• **Task to carry out**
Reproduce only the stretch of entries below that begins at the first line and ends at the line holding "ring_rule: even-odd".

• **Records supplied**

####################

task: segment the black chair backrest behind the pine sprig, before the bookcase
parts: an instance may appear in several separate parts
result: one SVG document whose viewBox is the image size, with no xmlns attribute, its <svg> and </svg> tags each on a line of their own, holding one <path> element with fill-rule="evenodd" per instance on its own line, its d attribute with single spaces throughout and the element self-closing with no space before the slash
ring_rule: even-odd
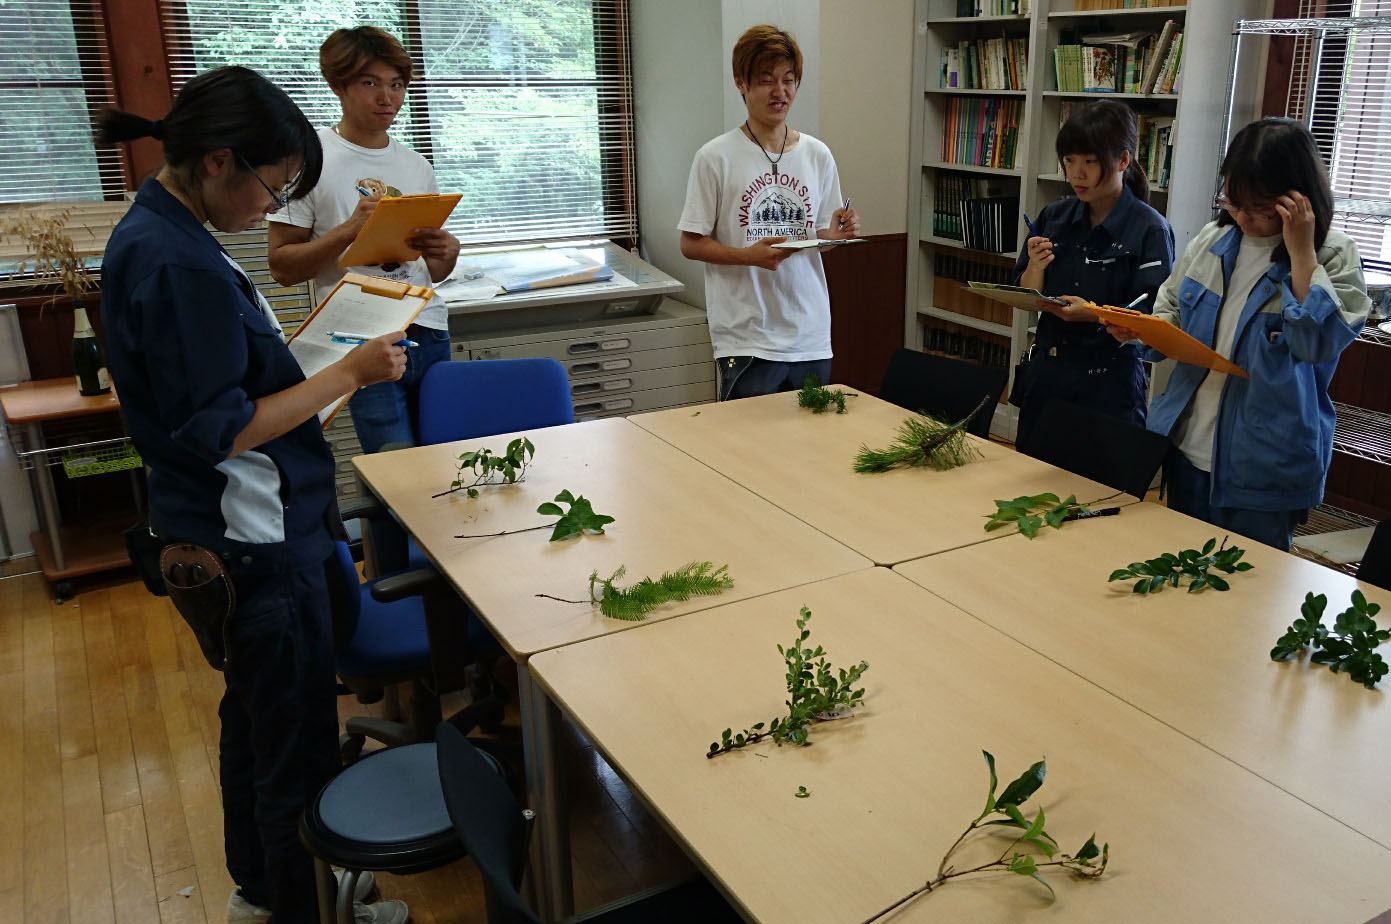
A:
<svg viewBox="0 0 1391 924">
<path fill-rule="evenodd" d="M 917 349 L 896 349 L 879 385 L 879 397 L 908 411 L 922 411 L 956 423 L 975 411 L 986 395 L 996 401 L 1010 380 L 1007 369 L 933 356 Z M 986 405 L 967 424 L 967 433 L 990 436 L 995 408 Z"/>
</svg>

####################

• **Solution to this exercise**
task: segment the black chair backrest behind the pine sprig, before the bookcase
parts: an instance may appear in several separate parts
result: one SVG document whose viewBox is the image size, with no xmlns attribute, its <svg> and </svg> tags each on a line of their own, holding one <path> element with fill-rule="evenodd" per instance on its own line, its d attribute with single spaces throughout and the element self-closing with no space before the slash
ring_rule: even-odd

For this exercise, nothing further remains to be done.